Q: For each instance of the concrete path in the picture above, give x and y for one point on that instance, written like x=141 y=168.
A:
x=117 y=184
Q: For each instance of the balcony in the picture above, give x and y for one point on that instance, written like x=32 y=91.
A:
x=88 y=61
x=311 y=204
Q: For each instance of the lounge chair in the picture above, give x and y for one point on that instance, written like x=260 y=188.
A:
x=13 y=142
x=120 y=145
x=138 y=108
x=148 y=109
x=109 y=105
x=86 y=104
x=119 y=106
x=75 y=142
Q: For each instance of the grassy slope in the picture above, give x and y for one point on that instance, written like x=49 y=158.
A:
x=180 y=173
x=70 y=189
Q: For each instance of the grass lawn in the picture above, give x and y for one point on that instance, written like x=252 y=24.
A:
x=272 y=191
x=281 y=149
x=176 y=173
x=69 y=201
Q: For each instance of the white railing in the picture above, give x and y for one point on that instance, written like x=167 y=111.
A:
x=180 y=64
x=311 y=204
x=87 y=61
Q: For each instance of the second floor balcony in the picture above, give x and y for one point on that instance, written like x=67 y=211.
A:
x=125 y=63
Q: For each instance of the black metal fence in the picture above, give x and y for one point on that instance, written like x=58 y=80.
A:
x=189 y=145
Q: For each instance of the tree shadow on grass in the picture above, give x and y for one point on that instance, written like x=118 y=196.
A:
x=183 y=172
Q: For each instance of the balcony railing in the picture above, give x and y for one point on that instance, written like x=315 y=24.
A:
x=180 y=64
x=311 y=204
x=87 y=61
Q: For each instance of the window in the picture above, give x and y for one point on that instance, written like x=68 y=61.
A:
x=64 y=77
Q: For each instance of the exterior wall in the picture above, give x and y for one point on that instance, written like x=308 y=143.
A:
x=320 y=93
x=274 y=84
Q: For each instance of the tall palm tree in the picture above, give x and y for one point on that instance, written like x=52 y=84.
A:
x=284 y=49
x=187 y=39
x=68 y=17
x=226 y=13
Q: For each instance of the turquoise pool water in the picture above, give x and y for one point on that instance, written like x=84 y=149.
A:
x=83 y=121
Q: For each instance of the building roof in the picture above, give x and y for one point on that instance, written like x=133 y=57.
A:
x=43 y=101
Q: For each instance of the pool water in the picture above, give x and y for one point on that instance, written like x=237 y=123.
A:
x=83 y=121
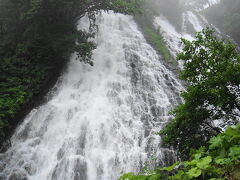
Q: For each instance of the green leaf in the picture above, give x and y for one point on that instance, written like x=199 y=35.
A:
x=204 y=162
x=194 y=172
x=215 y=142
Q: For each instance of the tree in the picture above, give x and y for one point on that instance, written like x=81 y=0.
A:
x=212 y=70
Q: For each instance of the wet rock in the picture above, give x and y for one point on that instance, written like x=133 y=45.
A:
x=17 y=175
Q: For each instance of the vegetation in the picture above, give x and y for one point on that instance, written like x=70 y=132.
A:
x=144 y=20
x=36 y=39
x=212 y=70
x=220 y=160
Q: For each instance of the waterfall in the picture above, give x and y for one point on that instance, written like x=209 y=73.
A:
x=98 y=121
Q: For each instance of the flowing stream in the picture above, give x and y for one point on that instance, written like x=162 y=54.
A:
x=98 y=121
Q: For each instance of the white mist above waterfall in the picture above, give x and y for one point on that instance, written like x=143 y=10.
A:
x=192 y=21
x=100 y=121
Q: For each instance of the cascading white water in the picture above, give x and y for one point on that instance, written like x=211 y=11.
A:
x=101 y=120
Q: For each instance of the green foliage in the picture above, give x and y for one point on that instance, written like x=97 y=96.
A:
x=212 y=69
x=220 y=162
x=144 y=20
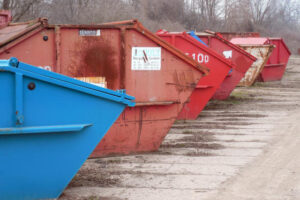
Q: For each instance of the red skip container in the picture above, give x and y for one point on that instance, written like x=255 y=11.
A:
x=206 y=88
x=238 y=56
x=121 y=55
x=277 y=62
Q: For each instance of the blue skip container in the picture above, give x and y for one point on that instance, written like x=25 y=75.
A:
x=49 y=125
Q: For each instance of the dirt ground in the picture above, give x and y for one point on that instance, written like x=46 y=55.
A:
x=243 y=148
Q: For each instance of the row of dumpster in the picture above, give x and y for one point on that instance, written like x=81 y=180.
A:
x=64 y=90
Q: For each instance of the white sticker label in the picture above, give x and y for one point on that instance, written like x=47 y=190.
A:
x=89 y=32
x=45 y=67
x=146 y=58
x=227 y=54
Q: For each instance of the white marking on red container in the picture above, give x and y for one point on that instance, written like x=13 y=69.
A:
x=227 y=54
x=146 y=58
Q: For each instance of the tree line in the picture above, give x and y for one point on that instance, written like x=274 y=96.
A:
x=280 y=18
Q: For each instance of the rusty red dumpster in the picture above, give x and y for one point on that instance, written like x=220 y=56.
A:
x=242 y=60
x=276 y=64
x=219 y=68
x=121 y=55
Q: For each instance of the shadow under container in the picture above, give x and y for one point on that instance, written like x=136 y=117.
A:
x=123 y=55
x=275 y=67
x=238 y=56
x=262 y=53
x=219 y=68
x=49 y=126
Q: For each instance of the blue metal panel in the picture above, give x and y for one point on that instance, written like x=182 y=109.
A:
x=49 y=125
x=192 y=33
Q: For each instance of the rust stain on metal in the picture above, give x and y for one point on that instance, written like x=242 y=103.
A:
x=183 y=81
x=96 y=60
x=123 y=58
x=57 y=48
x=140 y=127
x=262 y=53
# # #
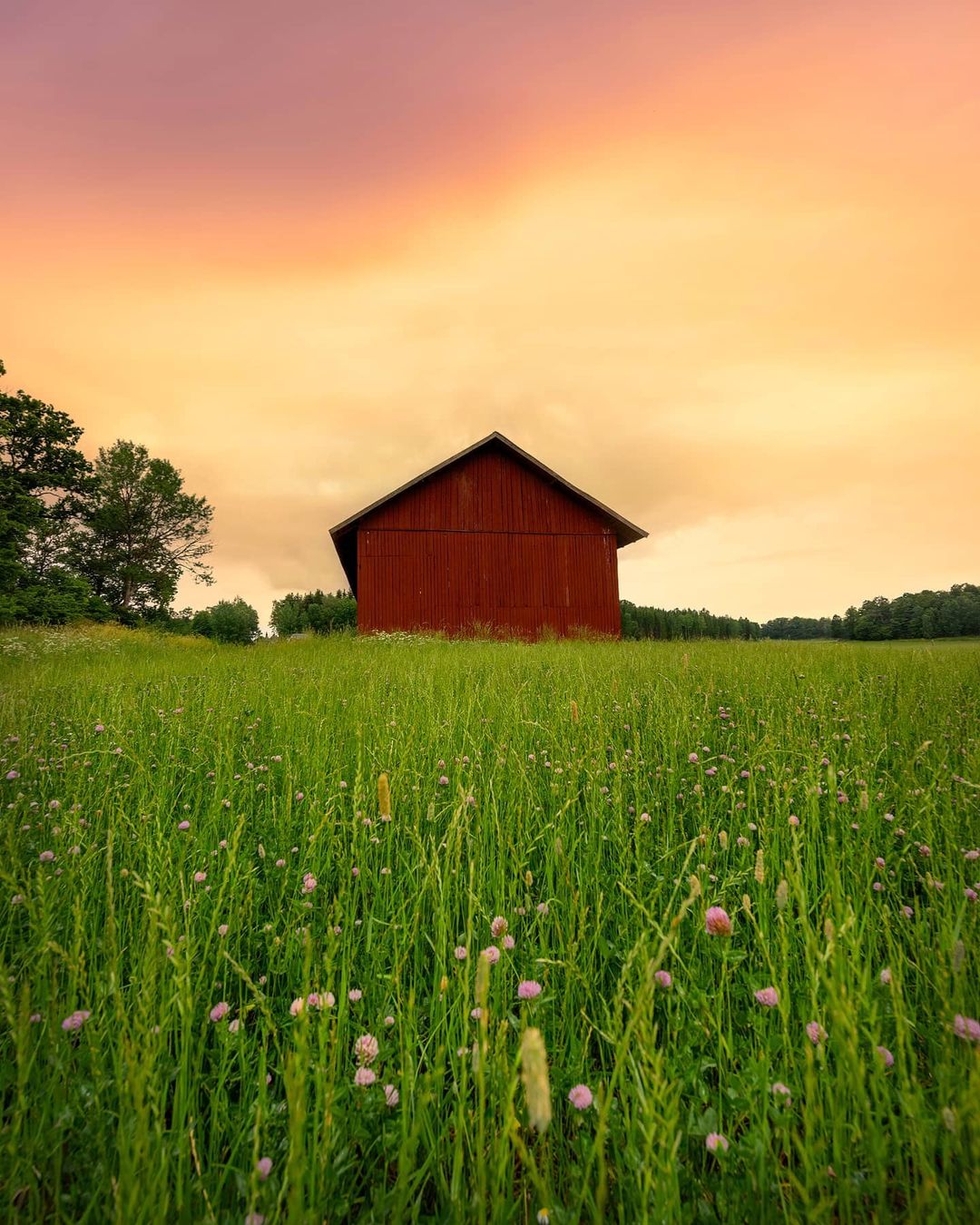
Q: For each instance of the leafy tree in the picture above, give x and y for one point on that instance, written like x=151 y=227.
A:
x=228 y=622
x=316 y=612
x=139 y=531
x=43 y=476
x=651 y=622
# # #
◆ ASSIGNED TASK
If a line in the entries above contains the word "white", copy it.

◆ OUTPUT OF THE TASK
Q: For each instance of the white railing in the picture above, give x and y for one point on that instance, written like x=167 y=111.
Q: For each instance of the white mist above waterfall in the picture above, give x and y for one point on that instance, written like x=143 y=10.
Q: For each instance of the cascading white water in the picture above, give x and y for one point on that instance, written like x=211 y=11.
Q: For each instance of the white sticker label in the picture above, give x and y for one point on that instance, written like x=47 y=190.
Q: For each instance of the white marking on red container in the picture above, give x and y for one point on that instance, written like x=13 y=69.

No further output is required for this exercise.